### [Document passage]
Teaching and parenting are professions that seem to be immersed in telling. Telling kids what to do and how to do it...why and when to do it...what they should have done...or what they shouldn't have done. Telling them what to do differently next time.

There is certainly a place for telling in teaching or parenting, especially when something is being taught for the very first time. But questioning involves the listener more fully in the conversation.

Once your children or students have been exposed to information, routines, processes, and rules, you can question them about those things as opposed to telling them over and over.

For example, let's say a child is having to find the answers to comprehension questions at the end of a story he/she has read. Instead of saying to the child, "That happened in the beginning, so look at the beginning of the story," try saying,

"Where did that happen in the story? In the beginning, the middle, or the end? So where do you think you will need to look to find the answer?" For the disorganized child who perhaps painfully manages to get his homework done, but then day after day gets to school without it, the questioning may go like this: "Where would be a good place to put your homework so it stays neat and flat? In your jacket pocket or in your notebook? Where do you need to put your notebook so you won't forget it?

Once your notebook is in your backpack, where should the backpack go so you'll be sure to take it in the morning? Do you think it would help to put the homework, notebook, and backpack in the same place every day? Why or why not?" Questioning is a very simple and effective teaching strategy that can be applied to almost any situation. We find it extremely effective in our teacher workshops and staff training as well as in our clinic work with students. Questioning develops thinking and problem solving skills. And it allows teachers and parents to instruct rather than nag.

### [Instructions to follow]
Reproduce word for word the part of the passage on questioning instead of telling that begins with the words containing "Once your children" and ends with "over and over.".

### [Extracted records]

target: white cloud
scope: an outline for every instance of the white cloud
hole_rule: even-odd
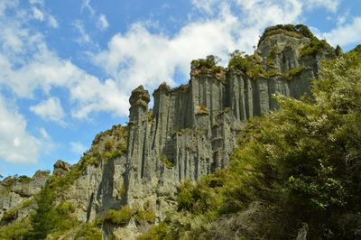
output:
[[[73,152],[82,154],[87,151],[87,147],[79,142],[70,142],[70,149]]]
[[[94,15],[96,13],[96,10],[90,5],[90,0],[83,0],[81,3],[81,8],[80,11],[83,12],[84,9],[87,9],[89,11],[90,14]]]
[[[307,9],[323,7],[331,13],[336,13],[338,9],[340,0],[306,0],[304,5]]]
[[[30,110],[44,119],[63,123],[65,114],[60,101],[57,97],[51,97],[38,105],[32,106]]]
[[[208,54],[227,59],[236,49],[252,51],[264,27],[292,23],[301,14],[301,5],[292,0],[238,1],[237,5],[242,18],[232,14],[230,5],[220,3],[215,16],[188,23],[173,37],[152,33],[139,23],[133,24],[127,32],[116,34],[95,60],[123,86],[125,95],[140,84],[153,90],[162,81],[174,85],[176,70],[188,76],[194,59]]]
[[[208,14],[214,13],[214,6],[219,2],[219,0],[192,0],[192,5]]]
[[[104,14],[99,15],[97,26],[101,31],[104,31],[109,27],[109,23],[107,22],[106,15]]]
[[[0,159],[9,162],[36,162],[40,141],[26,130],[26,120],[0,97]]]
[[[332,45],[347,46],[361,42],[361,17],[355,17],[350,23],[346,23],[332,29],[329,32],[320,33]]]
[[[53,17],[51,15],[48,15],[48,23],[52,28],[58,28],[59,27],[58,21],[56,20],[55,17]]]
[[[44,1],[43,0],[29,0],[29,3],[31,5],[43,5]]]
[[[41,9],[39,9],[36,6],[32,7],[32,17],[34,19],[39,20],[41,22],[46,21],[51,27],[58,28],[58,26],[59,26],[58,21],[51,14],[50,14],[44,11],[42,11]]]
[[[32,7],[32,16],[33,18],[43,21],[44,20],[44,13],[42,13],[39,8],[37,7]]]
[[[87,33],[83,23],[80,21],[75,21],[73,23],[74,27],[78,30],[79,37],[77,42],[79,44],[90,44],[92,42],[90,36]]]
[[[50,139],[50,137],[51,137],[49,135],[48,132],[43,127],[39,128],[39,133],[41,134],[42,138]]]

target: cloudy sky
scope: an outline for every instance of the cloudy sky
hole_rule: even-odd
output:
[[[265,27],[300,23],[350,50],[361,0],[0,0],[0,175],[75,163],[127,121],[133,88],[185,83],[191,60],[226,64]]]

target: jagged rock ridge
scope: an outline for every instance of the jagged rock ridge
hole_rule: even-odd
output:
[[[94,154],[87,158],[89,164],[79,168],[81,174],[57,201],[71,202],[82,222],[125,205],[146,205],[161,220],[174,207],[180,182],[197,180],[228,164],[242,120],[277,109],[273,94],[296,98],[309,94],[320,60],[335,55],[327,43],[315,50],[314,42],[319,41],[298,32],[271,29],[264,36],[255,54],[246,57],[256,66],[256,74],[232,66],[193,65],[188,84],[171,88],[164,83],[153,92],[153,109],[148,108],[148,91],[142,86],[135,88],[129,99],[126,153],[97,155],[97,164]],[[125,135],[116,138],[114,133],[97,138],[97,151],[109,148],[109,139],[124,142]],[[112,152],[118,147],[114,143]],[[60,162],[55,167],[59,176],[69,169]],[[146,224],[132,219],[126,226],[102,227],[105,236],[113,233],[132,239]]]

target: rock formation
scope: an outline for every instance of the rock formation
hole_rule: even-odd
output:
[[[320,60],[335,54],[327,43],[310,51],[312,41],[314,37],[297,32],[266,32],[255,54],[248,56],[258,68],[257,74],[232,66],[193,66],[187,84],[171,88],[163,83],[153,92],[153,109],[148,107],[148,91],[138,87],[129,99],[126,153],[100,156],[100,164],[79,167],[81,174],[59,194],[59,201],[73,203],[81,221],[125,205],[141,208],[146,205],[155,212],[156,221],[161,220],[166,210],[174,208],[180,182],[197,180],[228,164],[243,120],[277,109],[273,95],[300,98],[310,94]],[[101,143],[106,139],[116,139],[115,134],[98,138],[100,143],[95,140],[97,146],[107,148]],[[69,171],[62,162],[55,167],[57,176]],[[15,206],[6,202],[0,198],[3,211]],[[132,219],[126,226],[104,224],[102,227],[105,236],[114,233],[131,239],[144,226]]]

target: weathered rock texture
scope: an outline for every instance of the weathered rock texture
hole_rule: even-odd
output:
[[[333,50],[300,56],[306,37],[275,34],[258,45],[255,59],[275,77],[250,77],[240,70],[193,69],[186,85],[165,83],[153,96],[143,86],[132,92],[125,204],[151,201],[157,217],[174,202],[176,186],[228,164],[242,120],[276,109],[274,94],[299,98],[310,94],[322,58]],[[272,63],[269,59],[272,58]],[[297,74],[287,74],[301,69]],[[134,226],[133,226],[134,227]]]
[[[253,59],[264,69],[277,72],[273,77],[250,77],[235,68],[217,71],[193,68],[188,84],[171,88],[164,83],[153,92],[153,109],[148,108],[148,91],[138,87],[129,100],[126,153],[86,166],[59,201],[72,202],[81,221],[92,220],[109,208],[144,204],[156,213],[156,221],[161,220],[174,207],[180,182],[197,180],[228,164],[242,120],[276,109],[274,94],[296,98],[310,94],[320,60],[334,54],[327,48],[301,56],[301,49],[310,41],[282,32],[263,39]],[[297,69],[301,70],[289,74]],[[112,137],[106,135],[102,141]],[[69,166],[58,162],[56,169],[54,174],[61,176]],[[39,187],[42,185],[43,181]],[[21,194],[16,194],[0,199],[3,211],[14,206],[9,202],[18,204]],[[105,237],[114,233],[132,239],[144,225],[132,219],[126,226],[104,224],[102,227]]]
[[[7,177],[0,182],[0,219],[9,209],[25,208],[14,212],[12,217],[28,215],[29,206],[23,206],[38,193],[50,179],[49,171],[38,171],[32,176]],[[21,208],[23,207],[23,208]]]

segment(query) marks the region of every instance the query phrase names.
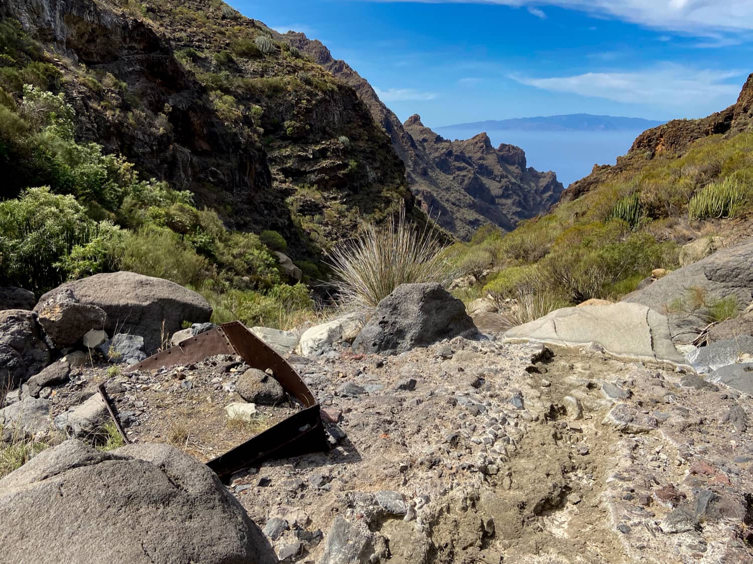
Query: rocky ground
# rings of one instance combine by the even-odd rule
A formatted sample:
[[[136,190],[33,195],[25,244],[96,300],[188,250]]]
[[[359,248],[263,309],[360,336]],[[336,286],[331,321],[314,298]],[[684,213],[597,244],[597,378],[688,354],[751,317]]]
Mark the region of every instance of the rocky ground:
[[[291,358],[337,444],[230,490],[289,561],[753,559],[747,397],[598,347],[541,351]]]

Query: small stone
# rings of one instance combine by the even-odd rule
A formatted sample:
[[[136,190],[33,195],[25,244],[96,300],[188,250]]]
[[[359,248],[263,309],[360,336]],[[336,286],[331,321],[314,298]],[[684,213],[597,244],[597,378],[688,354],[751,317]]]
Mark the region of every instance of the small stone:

### [Answer section]
Once your children or students have been exposed to information, routines, processes, and rules, you can question them about those things as opposed to telling them over and over.